DR. GIBBONS: Mr. Speaker, there is nothing being covered up and nothing will be covered up. All this information will be made available at the appropriate time in the appropriate way, but on a day to day basis I'm not going to come into this House or go anywhere else and say, here is a bill I got from this person, this one and somebody else. When all the accounting is done and everything is audited, it will be made public and it's being handled in an appropriate way so that it's not leaked out every day to the Opposition.

MR. SPEAKER: Order, please!

A final supplementary, the hon. the Member for Humber East.

MS. VERGE: Thank you, Mr. Speaker. So the Minister of Mines and Energy is going to cover this up until it's a done deal and it's too late.

SOME HON. MEMBERS: Hear, hear!

MS. VERGE: I have a question for the Minister of Justice. The Minister of Justice told the House that there is a galaxy of lawyers, law firms in the Province, law firms on the mainland, financial advisors and consultants, all working on the Hydro privatization. The minister, as well as the Minister of Mines and Energy, refused to provide names and billing amounts as I've been requesting, but would the Minister of Justice say now if it's true that the lawyers are getting paid $200 - $400 an hour?

MR. SPEAKER: The hon. the Minister of Justice.

MR. ROBERTS: Mr. Speaker, I don't know where the hon. lady gets her questions but I will tell her I have never refused to provide billing amounts here in the House. I haven't been asked, unless memory is failing me in my old age, battered as I am by the winds of adversity here in the House, but she's never asked me inside or outside the House for billing rates. Mr. Speaker, I have never been asked by the hon. lady, or woman if she prefers, to provide billing rates. I will say I have no idea what the billing rates are. I have no doubt they're very high because that's what good lawyers cost these days and the lawyers who've been retained are, in my view, absolutely top-notch. Let me tell the House who they are.

AN HON. MEMBER: You picked them.

MR. ROBERTS: I did not. The government have retained Curtis, Dawe, who in turn have retained Blake, Cassels, in Toronto, to advise on Ontario and securities matters. Hydro have retained O'Reilly, Noseworthy, who have in turn retained a Tory firm in Toronto, again estimable lawyers.

The underwriters, I understand, have retained White, Ottenheimer & Baker, an estimable firm, who in turn have retained Osler, Hoskin in Toronto, another estimable firm.

What I will say to the hon. Lady is that unlike the counsel retained by her and her colleagues, to advise on the Hibernia related matters, we have insisted that Newfoundland and Labrador counsel be retained in a lead rate, that the technology transfer be here. We will not do what she did.

She and her colleagues paid $4 million to the Peter Lougheed firm, Bennett, Jones in Calgary, and no transfer of technology at all. We have taken steps which will prevent that. We have retained Newfoundland law firms. I have no idea what they are being paid, Mr. Speaker. I don't know what they are being paid. I hope they are being paid fairly and handsomely and properly, because the money they are being paid is money that is well spent. We are getting good advice, and we need it.

MR. SPEAKER: Order, please!
=-=-=
Given task A:
According to the debate transcript, which Toronto firm did Curtis, Dawe retain to advise on Ontario and securities matters?

[Stored items]
=-=-=
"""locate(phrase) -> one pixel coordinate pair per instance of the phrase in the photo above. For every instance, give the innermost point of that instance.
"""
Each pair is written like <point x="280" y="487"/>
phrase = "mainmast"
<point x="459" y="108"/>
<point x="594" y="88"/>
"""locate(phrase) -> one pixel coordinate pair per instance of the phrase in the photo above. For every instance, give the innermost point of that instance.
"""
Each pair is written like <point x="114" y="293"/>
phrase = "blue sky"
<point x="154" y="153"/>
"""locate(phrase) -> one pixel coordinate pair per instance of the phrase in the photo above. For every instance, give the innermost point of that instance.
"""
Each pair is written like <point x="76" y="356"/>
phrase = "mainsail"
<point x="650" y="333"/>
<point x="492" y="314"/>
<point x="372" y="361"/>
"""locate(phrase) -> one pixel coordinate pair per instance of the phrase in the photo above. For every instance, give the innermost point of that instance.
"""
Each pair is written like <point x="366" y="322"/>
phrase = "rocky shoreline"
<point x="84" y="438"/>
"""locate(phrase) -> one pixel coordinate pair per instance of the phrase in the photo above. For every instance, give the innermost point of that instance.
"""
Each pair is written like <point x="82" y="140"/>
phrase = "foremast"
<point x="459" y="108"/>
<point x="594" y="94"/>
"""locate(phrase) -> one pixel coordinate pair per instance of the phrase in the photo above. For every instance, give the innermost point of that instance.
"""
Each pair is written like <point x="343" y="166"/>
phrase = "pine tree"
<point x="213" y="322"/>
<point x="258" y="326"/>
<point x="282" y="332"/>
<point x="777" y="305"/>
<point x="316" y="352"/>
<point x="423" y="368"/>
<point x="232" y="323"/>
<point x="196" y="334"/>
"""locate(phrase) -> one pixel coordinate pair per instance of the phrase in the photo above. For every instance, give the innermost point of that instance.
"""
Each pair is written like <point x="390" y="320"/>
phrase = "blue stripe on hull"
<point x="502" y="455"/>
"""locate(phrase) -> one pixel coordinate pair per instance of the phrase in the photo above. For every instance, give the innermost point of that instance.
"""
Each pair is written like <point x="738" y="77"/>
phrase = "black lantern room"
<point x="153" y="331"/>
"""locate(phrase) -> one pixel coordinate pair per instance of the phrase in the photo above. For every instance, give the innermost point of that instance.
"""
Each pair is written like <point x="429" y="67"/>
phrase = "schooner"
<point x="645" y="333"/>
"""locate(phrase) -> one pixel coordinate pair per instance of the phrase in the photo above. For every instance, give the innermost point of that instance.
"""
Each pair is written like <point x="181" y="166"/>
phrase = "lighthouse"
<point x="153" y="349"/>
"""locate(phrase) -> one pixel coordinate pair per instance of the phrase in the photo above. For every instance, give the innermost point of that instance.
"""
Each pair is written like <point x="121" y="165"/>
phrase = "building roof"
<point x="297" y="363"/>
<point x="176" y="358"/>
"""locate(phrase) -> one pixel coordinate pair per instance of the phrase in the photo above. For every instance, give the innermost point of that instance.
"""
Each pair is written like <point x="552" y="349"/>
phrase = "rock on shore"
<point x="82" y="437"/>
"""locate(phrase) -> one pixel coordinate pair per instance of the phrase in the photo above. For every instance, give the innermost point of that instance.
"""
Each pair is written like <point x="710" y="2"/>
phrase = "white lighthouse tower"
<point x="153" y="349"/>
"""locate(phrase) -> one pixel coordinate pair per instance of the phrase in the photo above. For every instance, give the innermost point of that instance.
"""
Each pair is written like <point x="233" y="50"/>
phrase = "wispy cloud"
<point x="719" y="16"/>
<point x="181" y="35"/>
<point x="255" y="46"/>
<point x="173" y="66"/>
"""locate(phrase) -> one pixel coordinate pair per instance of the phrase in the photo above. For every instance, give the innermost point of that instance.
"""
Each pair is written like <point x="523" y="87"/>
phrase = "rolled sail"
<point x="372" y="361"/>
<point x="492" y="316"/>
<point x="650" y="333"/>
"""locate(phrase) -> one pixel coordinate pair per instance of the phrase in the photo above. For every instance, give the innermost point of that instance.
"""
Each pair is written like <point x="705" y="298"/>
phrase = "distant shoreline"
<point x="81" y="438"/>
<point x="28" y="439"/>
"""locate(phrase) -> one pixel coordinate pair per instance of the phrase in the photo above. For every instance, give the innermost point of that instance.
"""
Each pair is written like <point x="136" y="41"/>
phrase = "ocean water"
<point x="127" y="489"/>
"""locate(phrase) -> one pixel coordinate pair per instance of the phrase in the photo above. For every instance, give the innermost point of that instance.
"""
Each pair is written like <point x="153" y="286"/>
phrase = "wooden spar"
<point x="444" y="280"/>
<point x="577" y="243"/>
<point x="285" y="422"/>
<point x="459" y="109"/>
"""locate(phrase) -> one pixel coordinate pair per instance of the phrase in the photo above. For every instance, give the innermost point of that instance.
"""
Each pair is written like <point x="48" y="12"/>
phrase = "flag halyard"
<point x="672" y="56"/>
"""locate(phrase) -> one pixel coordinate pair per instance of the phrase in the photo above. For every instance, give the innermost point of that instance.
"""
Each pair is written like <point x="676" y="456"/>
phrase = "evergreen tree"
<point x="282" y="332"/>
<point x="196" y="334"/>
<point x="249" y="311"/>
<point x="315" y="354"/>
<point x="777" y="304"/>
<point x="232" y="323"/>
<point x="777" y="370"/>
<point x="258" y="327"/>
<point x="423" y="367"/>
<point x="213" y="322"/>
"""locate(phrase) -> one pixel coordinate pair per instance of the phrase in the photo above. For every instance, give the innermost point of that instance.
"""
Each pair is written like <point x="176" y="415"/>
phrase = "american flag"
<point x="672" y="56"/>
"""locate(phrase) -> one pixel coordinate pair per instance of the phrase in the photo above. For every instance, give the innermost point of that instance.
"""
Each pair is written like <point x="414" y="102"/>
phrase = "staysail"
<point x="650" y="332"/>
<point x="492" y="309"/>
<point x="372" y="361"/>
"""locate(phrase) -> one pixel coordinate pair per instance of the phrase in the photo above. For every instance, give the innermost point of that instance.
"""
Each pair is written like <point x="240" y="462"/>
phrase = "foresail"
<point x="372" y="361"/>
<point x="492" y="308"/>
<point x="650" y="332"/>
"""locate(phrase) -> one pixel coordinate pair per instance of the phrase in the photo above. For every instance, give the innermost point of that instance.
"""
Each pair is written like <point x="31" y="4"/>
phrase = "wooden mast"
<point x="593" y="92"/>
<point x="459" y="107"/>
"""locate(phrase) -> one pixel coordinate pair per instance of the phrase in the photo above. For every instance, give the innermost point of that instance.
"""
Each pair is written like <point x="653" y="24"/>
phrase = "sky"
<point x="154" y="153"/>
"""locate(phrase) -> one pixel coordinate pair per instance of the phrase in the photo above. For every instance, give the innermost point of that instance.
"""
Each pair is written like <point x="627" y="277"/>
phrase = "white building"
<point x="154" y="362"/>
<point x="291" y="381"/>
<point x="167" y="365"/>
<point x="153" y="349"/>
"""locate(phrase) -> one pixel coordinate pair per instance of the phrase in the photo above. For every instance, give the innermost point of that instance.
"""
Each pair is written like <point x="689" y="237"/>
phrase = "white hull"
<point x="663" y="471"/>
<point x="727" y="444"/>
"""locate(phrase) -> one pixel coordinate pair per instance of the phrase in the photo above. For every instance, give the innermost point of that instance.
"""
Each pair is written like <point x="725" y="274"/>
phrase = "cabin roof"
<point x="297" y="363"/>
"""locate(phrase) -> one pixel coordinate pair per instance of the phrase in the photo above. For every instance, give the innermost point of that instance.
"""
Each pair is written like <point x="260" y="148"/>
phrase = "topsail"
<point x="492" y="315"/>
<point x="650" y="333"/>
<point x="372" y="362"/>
=-=-=
Given task B:
Collect every line of the listing above that contains the word "blue".

Correct answer A:
Blake, Cassels

Correct answer B:
phrase = "blue sky"
phrase = "blue stripe on hull"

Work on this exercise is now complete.